What is expected>
Can you carry on the passage about how insects sequester pyrrolizidine alkaloids, starting right after its final sentence?

Document text>
Structures are given in the N-oxide form with the exception of the otonecine derivative, senkirkine.

https://doi.org/10.1371/journal.pone.0031796.g001

Strategies for PA sequestration in adapted insects have evolved in various insect lineages under the identical selection pressure to avoid higher concentrations of PAs in the form of their free base in the hemolymph (for recent reviews see [1], [3], [4], [5]). Leaf beetles of the genus Platyphora (Chrysomelidae, Coleoptera) have developed a strategy to transfer the free base from the hemolymph into defense secretions with such an efficiency that all other tissues outside the secretory glands are almost devoid of PAs [6]. In the related leaf beetle genus Oreina (Chrysomelidae, Coleoptera), the reduction of ingested PAs is suppressed. Instead, the N-oxides are directly absorbed and accumulated in their hemolymph and defense glands [7], [8]. A third strategy to handle sequestered PAs is the stabilization of the PAs by enzyme-catalyzed N-oxidation of the alkaloids within the insect. This mechanism is realized in larvae of the tiger moth family (Arctiidae, Lepidoptera) [9][13], in several Longitarsus flea beetle species [14], [15], and in the grasshopper genus Zonocerus [13], [16]. Recently, we have been able to show that the enzyme responsible for the N-oxygenation of PAs in arctiids belongs to the family of flavin-dependent monooxygenases (FMOs) [12], [13] and was recruited by gene duplication early in this lineage during the adaptation to PA-containing plants [17]. To date, these PA N-oxygenases are the only functional characterized FMOs of insects.

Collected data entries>
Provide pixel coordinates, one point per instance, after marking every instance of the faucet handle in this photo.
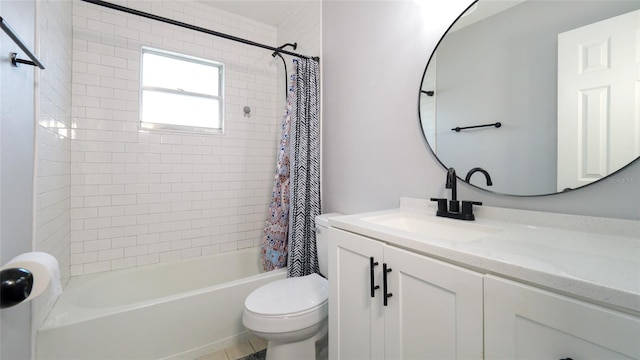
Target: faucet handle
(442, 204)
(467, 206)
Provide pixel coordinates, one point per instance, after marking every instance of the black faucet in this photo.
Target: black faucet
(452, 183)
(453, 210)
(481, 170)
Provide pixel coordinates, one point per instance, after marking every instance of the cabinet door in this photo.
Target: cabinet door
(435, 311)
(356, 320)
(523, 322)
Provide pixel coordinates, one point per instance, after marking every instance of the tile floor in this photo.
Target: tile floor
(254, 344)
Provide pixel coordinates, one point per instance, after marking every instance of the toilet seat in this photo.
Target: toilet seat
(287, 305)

Your response>
FMOs are well characterized in vertebrates, where they are involved in the detoxification of nucleophilic nitrogen- and sulfur-containing xenobiotics [18]. Although insects have to cope with a wide variety of xenobiotics, none of these so-called microsomal multisubstrate FMOs has been detected in insects, suggesting that the xenobiotic metabolism is guaranteed by cytochrome P450 monooxygenases (CYPs). Despite the different mechanism by which these two classes of monooxygenases operate, both convert lipophilic compounds into more hydrophilic metabolites that are readily excreted and have reduced bioactivity [3], [18]. Both, FMOs and CYPs have been shown to catalyze the N-oxygenation of PAs in vertebrates [19], [20].

Here, we report that PA N-oxygenation as one strategy the for insect adaptation to PA-containing food plants evolved independently in the grasshopper Z. variegatus and the arctiid moths. We show that convergent evolution resulted in two almost identical systems. This identity refers to the findings that, in both cases, an FMO has been recruited, and that the respective enzymes show almost identical substrate specificity.

Materials and Methods

Collection and rearing of Zonocerus

Larvae and adults of Zonocerus variegatus were collected in the vicinity of Accra, Ghana, and reared in the laboratory under a light/dark regime of 16/8 h at 20 to 25°C. Egg pots were incubated in moist sand at a constant temperature of 30°C. Nymphs and adults were fed with leaves of Rubus fruticosus unless otherwise stated. Leaves of R. fruticosus are regarded as non-toxic as they do not contain PAs.

RNA isolation and cDNA synthesis

Adult insects were dissected, and fat body tissue was frozen in liquid nitrogen before total RNA was isolated by using TRIZOL® reagent (Invitrogen); 2 µg RNA was used for cDNA synthesis with Superscript III reverse transcriptase (Invitrogen) and an oligo(dT)17 primer (P1, 0.1 µM; Table S1) at 55°C in a total volume of 20 µl.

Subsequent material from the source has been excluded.